-- Tarea escrita A --
Reproduce literalmente el pasaje del fragmento sobre Marilyn que va desde "Ambas consideraciones contienen, al" hasta "materia más quebradiza.", ambos incluidos.
-- Tarea escrita B --
Traduce al inglés esta oración del fragmento sobre Marilyn: "Ha llegado mayo y vuelve Marilyn."

-- Fragmento proporcionado --
========

Ambas consideraciones contienen, al menos, un error de bulto. O, más exactamente, muestran el efecto de los muchos estragos mentales que causa la asunción alegre de los tópicos. En este caso, que la belleza física y el glamour están reñidos con la inteligencia, o que ésta difícilmente puede sobrevivir en un cuerpo espléndido..., lugar común este último que a la postre viene siendo verdad, pero por el otro lado, por dimisión del cuerpo, que es materia más quebradiza.

Ya sabíamos que Marilyn, pese a lo que con ella trataron de hacer algunas películas (y más aún algunos críticos), no era la muñequita rubia, ingenua y vacía, ideal para ilustrar el reclamo miope del “sé bella y cállate”. Ahora, al leerla, incluso podremos levantar, guiados por su propia mano, algunos velos de su sensibilidad. Seguro que darán pie para entender un poco mejor el inmenso poder de su mito. Y seguro, también, que escribiera como escribiera, la seguiremos amando por lo que fue y será siempre: la novia más carnal de nuestros pocos años.

Ha llegado mayo y vuelve Marilyn. ¿Quién dijo crisis?

Dejo una secuencia no por conocida menos inolvidable de Con faldas y a lo loco. El final del vídeo, por cierto, contiene una elocuente ilustración de la ingeniosa frase de Carmen Martín Gaite que se cita en «El Acento».

========

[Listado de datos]
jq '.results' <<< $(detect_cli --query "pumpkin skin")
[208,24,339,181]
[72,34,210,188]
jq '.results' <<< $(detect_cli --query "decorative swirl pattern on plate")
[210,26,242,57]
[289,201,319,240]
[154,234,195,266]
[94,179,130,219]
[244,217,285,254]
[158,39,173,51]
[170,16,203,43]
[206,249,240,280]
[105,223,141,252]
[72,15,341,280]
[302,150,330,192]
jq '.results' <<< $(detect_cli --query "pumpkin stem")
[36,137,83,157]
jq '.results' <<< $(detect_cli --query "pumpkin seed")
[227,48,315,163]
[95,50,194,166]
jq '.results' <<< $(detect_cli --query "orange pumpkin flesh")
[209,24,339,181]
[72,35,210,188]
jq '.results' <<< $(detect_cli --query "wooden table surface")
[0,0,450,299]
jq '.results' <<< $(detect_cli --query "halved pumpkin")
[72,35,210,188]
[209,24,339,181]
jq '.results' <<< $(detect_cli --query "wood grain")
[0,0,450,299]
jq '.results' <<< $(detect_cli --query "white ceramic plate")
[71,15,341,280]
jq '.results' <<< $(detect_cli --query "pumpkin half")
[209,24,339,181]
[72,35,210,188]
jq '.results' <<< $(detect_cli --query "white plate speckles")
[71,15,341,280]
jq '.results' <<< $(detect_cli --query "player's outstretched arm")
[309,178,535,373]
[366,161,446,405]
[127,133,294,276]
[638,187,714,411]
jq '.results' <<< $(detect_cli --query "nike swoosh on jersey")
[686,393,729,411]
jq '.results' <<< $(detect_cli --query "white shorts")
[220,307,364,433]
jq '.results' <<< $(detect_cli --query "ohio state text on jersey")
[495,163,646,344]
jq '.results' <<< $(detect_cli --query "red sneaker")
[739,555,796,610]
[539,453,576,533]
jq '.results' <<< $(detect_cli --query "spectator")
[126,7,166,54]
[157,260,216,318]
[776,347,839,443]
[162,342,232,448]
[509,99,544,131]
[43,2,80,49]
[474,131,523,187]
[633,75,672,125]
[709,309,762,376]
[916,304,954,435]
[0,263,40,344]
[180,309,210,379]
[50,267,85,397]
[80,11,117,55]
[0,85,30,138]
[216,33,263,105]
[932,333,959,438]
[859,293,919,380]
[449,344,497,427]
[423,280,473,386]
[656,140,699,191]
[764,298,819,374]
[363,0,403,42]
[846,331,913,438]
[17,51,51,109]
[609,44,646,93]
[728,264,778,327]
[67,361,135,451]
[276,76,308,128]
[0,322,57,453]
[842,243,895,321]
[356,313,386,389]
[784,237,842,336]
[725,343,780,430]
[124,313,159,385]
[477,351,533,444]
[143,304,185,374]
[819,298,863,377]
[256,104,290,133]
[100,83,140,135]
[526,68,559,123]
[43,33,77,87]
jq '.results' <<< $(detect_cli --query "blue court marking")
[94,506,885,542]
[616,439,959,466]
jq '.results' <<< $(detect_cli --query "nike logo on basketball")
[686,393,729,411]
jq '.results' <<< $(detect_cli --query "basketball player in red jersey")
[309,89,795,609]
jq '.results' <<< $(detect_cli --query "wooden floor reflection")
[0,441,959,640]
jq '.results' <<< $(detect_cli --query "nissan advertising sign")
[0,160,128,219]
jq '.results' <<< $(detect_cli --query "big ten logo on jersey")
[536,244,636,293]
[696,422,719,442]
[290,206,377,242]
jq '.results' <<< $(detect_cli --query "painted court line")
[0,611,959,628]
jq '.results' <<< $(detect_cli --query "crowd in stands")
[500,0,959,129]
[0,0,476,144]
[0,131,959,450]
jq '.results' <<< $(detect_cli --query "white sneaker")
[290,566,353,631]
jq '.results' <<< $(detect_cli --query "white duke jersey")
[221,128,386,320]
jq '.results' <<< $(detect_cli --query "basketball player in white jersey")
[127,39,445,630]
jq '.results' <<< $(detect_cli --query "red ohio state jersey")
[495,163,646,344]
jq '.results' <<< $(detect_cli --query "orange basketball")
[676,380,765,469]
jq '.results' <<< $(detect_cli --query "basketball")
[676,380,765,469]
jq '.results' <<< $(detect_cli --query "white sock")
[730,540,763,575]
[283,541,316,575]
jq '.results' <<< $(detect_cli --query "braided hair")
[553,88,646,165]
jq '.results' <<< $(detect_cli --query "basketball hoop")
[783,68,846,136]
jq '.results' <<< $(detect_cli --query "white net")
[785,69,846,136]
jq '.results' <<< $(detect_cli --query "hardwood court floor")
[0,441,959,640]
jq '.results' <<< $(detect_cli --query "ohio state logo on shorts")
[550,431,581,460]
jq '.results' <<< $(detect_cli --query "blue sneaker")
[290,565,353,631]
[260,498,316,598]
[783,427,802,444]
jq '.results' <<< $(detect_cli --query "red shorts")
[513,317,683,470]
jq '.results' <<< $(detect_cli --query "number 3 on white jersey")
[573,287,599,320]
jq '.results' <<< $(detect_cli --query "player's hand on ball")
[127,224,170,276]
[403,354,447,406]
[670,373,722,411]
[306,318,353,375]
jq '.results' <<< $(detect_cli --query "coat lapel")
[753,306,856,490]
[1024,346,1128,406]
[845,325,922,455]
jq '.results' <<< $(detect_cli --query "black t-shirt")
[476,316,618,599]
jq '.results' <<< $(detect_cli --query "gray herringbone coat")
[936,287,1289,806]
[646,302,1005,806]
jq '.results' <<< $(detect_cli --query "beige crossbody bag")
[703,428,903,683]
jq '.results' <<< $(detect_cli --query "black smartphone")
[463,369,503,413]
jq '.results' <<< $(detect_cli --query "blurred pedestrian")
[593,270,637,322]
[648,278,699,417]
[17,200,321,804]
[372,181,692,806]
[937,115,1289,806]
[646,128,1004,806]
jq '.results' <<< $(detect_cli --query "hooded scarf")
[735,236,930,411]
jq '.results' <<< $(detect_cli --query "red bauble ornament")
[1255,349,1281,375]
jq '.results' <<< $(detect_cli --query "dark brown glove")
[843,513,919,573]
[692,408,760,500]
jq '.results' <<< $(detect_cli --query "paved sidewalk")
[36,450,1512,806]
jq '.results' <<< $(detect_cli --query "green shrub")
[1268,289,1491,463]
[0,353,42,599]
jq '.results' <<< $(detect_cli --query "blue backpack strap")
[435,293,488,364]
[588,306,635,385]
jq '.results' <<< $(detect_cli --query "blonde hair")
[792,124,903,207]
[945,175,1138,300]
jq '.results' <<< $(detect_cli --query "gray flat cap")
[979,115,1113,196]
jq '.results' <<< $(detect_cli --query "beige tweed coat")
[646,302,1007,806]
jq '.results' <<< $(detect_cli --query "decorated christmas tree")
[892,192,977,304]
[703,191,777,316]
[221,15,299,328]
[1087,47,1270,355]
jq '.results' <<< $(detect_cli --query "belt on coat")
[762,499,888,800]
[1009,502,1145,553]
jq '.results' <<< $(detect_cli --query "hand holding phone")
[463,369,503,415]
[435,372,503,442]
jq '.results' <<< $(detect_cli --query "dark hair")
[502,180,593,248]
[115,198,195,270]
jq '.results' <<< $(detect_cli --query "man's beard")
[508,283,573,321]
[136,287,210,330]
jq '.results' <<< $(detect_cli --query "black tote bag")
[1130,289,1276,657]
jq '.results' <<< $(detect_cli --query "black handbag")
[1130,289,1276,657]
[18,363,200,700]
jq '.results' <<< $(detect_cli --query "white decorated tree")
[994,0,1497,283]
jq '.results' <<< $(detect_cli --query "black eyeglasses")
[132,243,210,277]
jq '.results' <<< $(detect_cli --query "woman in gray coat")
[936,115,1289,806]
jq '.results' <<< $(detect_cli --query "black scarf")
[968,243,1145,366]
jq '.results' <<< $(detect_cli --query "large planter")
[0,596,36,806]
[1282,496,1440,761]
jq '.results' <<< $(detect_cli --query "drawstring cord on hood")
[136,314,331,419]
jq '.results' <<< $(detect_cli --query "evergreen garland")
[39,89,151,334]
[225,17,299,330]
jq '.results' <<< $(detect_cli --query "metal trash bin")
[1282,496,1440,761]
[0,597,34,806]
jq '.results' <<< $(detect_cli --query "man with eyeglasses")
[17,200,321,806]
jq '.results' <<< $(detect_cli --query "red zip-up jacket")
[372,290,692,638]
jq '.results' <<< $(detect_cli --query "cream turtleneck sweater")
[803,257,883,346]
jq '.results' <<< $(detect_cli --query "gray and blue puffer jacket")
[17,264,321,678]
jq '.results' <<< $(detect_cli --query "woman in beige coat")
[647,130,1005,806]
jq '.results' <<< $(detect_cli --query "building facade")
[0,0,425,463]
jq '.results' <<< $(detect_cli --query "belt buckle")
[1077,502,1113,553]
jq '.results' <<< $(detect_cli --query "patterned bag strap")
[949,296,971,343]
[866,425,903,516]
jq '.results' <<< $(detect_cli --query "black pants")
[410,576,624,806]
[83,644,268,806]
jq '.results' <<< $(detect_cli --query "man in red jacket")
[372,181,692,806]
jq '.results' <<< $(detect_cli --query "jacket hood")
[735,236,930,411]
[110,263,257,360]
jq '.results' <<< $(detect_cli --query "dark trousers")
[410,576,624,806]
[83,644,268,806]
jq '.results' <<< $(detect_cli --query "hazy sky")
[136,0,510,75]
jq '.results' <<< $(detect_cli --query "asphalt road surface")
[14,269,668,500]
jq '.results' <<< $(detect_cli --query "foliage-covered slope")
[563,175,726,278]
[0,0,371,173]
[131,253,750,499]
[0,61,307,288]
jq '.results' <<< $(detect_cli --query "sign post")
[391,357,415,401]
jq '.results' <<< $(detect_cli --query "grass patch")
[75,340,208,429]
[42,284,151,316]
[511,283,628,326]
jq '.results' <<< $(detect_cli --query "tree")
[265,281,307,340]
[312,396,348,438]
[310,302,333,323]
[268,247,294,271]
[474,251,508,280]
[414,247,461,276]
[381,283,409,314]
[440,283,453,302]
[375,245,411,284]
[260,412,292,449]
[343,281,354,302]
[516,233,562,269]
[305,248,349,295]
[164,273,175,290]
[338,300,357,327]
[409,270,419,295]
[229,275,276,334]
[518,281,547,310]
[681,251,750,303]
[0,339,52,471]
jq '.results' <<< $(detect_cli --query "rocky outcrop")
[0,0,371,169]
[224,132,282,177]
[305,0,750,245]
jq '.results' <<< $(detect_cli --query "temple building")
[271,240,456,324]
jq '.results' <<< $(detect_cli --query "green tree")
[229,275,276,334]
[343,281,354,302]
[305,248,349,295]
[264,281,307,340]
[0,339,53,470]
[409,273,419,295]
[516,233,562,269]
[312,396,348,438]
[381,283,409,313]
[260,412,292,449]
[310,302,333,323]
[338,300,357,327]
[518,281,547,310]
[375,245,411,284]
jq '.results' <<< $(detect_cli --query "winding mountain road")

========

-- Solución de la tarea A --
Ambas consideraciones contienen, al menos, un error de bulto. O, más exactamente, muestran el efecto de los muchos estragos mentales que causa la asunción alegre de los tópicos. En este caso, que la belleza física y el glamour están reñidos con la inteligencia, o que ésta difícilmente puede sobrevivir en un cuerpo espléndido..., lugar común este último que a la postre viene siendo verdad, pero por el otro lado, por dimisión del cuerpo, que es materia más quebradiza.

-- Solución de la tarea B --
May has arrived, and Marilyn is back.